TASK DESCRIPTION:
Output exactly the lines spanning from the line containing "for the silver" to the last line of the entries, inclusive.

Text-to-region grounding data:
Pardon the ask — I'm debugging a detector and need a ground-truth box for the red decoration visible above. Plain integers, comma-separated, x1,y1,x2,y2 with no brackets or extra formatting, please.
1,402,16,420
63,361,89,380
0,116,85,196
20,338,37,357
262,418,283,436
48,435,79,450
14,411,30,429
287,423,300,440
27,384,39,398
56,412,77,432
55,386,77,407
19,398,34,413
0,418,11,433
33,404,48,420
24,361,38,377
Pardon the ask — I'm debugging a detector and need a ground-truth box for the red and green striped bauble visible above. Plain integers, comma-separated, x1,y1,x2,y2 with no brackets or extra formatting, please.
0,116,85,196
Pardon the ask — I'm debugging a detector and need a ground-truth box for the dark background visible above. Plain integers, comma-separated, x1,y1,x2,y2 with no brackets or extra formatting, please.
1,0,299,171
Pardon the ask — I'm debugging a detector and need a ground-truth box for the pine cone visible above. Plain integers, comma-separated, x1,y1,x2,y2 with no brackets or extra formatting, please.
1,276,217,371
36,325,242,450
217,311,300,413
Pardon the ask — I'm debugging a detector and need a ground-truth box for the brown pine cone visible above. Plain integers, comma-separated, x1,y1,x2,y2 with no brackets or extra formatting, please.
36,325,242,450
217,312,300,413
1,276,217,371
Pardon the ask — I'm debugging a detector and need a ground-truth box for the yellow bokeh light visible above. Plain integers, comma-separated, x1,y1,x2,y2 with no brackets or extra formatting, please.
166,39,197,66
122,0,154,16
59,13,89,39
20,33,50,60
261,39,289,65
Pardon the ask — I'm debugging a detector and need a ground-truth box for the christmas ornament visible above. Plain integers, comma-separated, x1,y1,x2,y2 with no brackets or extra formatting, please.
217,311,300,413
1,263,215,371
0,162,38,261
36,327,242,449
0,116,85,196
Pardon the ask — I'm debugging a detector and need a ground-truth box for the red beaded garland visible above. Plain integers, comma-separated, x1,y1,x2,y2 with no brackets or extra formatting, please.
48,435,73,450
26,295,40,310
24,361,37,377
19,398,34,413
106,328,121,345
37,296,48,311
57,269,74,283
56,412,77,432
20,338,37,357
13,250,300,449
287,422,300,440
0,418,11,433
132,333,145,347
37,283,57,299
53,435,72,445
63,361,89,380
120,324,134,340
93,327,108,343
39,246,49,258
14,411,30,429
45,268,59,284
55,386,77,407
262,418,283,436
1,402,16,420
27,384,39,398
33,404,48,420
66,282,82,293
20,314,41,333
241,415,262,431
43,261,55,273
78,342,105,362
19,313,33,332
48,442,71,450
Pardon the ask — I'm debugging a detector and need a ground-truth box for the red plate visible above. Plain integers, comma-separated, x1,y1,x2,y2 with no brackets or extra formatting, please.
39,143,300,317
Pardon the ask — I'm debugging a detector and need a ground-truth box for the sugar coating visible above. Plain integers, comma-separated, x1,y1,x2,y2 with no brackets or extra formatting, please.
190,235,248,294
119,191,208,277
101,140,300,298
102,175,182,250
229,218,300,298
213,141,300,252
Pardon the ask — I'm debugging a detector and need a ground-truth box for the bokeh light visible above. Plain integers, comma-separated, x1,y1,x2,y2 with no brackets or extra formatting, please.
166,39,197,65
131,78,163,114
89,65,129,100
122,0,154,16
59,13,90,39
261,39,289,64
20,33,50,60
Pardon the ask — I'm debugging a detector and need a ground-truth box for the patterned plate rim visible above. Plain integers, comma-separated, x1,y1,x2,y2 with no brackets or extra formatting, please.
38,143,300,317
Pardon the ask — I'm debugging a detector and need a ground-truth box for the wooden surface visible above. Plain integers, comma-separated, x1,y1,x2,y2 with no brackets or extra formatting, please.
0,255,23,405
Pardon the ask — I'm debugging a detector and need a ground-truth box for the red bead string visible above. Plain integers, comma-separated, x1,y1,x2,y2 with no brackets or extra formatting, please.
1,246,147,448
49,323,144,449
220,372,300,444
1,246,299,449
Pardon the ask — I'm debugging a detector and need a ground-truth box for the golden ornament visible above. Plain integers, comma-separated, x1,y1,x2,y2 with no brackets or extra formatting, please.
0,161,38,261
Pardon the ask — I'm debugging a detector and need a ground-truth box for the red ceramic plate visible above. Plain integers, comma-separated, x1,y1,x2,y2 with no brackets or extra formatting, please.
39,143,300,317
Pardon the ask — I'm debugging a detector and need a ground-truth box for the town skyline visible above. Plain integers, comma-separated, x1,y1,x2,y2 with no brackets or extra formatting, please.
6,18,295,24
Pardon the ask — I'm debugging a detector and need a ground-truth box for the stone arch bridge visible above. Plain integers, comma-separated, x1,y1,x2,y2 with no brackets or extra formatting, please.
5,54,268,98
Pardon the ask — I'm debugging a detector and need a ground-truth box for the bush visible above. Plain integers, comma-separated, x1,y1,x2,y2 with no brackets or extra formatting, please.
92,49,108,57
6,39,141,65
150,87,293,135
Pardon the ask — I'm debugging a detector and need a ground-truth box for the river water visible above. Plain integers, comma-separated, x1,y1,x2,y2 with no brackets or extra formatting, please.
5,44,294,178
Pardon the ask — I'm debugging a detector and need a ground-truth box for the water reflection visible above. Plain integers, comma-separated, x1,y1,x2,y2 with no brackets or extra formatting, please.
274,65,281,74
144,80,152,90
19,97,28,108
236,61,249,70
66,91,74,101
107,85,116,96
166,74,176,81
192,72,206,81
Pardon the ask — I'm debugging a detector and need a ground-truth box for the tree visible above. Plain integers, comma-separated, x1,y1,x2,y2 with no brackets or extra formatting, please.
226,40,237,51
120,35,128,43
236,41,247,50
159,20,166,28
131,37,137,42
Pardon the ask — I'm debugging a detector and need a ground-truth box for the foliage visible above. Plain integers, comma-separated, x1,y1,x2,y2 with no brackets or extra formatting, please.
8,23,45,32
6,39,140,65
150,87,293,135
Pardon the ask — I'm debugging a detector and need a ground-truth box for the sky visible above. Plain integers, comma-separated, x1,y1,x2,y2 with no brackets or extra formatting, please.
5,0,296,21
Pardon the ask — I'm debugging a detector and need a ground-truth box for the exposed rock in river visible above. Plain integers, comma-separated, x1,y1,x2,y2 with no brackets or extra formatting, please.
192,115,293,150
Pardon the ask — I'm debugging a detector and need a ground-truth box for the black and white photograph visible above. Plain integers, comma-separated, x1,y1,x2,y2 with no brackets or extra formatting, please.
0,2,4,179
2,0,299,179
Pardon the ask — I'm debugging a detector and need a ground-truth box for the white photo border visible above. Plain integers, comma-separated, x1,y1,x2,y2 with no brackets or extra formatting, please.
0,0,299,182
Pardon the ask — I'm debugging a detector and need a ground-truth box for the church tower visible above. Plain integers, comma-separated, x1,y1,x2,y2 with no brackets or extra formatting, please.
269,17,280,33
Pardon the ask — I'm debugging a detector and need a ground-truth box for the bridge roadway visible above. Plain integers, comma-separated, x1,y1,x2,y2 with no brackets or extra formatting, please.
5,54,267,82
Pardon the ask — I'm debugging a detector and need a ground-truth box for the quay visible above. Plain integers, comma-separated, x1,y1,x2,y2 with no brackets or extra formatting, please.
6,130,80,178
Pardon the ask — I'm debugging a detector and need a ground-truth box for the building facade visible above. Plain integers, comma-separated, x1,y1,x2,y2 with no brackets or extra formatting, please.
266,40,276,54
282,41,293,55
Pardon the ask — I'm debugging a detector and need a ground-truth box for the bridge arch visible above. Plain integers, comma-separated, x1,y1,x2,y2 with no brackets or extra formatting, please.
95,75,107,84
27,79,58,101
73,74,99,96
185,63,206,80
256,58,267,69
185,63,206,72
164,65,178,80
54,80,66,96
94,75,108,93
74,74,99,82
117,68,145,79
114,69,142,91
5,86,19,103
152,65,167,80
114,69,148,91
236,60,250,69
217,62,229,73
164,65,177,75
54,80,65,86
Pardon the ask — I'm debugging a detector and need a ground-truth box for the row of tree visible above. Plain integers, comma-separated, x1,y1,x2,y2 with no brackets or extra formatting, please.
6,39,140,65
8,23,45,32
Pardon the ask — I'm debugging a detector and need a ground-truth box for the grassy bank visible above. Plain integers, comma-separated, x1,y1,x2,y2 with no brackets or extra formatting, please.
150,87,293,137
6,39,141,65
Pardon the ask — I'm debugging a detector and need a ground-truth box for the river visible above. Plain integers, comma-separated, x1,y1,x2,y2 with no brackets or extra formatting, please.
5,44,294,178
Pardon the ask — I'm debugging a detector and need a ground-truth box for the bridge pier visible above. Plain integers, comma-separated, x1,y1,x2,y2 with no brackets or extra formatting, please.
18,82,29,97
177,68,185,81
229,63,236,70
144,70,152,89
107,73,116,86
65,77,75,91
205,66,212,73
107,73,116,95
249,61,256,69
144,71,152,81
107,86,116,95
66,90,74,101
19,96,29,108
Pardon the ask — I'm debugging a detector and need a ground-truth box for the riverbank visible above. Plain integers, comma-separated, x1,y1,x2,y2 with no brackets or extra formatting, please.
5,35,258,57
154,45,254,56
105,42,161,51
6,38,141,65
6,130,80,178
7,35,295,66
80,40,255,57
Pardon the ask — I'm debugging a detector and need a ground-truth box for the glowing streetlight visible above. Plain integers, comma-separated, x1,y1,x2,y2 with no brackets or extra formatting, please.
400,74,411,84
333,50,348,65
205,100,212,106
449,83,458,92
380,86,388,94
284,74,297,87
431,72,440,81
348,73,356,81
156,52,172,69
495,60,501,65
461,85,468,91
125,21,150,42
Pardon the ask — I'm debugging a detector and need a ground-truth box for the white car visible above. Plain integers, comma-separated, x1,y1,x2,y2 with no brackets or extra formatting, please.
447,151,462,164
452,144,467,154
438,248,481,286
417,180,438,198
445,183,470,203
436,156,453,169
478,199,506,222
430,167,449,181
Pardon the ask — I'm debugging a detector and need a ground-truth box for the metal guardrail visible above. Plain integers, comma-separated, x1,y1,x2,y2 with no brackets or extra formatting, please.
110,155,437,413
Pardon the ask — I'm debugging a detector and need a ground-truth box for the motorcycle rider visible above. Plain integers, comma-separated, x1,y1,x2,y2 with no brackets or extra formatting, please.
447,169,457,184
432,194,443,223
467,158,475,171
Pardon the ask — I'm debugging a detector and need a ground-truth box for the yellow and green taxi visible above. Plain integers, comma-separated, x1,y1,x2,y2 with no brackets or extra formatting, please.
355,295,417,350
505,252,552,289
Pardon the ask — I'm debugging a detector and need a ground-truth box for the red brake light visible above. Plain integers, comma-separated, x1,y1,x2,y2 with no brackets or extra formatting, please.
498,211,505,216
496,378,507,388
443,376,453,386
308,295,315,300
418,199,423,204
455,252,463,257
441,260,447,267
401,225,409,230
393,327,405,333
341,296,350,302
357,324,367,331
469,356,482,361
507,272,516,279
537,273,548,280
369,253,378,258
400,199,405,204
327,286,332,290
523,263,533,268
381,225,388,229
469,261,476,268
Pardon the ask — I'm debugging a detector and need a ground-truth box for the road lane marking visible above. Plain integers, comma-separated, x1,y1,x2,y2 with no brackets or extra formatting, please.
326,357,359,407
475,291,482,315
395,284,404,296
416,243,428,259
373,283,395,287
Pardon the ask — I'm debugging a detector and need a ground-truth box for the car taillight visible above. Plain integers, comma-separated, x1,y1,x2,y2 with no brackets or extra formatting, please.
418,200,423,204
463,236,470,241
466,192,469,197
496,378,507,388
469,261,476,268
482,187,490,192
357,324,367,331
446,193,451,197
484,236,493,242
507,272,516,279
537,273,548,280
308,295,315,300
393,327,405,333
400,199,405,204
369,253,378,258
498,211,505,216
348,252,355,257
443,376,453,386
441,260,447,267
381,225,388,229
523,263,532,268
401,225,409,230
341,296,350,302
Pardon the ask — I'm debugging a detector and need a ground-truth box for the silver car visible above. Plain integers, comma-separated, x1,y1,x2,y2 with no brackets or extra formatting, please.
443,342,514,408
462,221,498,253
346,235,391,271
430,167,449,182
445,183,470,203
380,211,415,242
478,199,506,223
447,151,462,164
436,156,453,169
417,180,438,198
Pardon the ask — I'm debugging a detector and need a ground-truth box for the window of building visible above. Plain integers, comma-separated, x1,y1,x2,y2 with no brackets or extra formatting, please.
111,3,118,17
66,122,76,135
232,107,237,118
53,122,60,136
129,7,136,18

SOLVED EXERCISE:
Pardon the ask — I'm debugging a detector and need a ground-truth box for the silver car visible above. Plain integers, comma-separated, x1,y1,x2,y2 with no brackets or extra formatting, please.
443,342,514,408
462,221,498,253
346,235,391,271
430,167,449,182
445,183,470,203
380,211,415,242
478,199,506,223
447,151,462,164
436,156,453,169
417,180,438,198
Pardon the ask — I'm debugging a detector and need a ground-truth box for the window of building visible above. Plain integers, comma-separated, x1,y1,x2,y2 with no brackets or extra formatting, please.
111,3,118,17
66,122,76,135
232,107,237,118
53,122,60,136
129,7,136,18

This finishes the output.